● Your assignment: Starting with the first line, output the data exactly, through to the last line.

● Entries supplied:
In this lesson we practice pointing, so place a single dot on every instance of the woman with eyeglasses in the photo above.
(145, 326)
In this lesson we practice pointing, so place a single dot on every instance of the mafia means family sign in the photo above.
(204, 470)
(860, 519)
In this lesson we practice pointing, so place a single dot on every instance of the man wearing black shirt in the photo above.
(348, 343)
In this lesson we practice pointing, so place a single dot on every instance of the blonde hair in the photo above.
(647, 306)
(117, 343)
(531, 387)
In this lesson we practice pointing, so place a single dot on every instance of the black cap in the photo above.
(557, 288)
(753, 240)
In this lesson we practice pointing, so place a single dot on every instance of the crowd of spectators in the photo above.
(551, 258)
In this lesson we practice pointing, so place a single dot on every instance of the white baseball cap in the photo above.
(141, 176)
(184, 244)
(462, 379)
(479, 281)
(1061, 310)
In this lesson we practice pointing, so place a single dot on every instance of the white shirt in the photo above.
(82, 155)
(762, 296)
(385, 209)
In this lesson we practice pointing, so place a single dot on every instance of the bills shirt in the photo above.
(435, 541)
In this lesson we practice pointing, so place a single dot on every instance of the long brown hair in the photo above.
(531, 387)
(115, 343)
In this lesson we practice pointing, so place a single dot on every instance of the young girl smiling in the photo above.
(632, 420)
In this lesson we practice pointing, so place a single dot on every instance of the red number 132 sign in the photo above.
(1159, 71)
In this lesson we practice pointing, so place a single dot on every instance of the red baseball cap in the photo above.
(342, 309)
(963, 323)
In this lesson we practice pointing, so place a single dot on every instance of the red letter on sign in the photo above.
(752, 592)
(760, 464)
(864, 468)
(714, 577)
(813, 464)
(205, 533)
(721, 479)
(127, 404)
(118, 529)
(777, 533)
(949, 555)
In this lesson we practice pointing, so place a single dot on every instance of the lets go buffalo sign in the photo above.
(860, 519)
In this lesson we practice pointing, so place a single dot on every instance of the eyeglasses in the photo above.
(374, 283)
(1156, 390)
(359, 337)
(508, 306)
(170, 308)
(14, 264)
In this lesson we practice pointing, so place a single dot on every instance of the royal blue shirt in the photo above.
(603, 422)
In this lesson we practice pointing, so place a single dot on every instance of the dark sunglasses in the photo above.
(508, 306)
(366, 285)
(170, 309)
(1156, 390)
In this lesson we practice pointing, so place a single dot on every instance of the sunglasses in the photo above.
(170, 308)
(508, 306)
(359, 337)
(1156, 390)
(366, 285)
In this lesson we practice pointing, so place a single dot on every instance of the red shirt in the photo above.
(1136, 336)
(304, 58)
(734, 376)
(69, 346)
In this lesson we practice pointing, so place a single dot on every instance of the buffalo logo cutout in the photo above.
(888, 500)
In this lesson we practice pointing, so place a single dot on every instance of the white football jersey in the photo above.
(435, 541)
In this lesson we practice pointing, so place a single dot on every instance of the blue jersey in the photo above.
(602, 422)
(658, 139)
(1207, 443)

● Response box:
In this lesson we practice pointing, so place a single dot on every instance of the woman with eyeglasses in the photo above.
(145, 326)
In this lesson we practice pointing, so place a single dot on every instance of the mafia means family sign in the photo above.
(204, 470)
(860, 519)
In this lesson we practice pointing, so place a single dot on every instance of the man wearing black shirt in the photo above.
(348, 343)
In this lesson we practice pointing, so place a single dot on every instance of the blonde hair in the photo above.
(647, 306)
(117, 343)
(531, 387)
In this lesson we practice pointing, so place a single dot on every instance of the black cap in the photo above.
(557, 288)
(753, 240)
In this lesson we practice pointing, so place a single dot on every instance of the crowd of spectators in the photo above.
(551, 258)
In this lesson we practice pointing, so place a single dot on every instance of the white baseball cap in the photo above.
(141, 176)
(184, 244)
(462, 379)
(479, 281)
(1061, 310)
In this lesson we practice pointing, so place a single dot on every instance of the white shirt in the photo above.
(82, 155)
(762, 296)
(385, 209)
In this lesson we practice pointing, so place a single dot on every instance of the bills shirt in the photo above.
(435, 541)
In this lesson we practice pointing, so place a single dot on every instance of the long brown hair in the photo above.
(531, 387)
(115, 343)
In this lesson we practice pointing, so place a single dot on every instance of the young girl smiling in the photo above.
(632, 420)
In this lesson we practice pointing, so place a single dot on every instance of the red number 132 sign in the photo above.
(1159, 71)
In this lesson we practice pointing, so place a single dot on every instance of the red baseball cap in the photo above.
(342, 309)
(963, 323)
In this lesson we practice pointing, so place a single dot on every instance of the red letter on sign in the photo above.
(752, 592)
(760, 464)
(864, 468)
(714, 577)
(813, 464)
(205, 533)
(721, 479)
(127, 404)
(118, 529)
(777, 533)
(949, 555)
In this lesson we practice pointing, so place a single dot on every instance of the lets go buffalo sign in the photo above.
(860, 519)
In this lesson we practice pointing, so place a single dot on every instance of the eyeglasses in the photo above.
(374, 283)
(1156, 390)
(359, 337)
(508, 306)
(170, 308)
(14, 264)
In this lesson we practice pointing, so place a single dot on every instance of the royal blue shirt in the photo above.
(603, 422)
In this lesson we practice pointing, so place a single dot on every instance of the dark sunglasses in the photo above.
(508, 306)
(366, 285)
(170, 309)
(1156, 390)
In this lesson we practice pointing, so place a single dot on every instance of the sunglasses in the photo above.
(170, 308)
(508, 306)
(359, 337)
(1156, 390)
(366, 285)
In this lesson we practice pointing, so place a single dot on every instance of the red shirt in the photo above.
(1136, 336)
(304, 58)
(734, 376)
(69, 346)
In this lesson we practice pointing, so place a single dot on every instance of the buffalo logo cutout in the photo above.
(888, 500)
In this lesson we practice pointing, so place a single dot on every instance of the white football jersey in the photo above.
(435, 541)
In this lesson we practice pointing, so place a single dot on every instance of the blue jersey in the photo above.
(602, 422)
(658, 139)
(1207, 443)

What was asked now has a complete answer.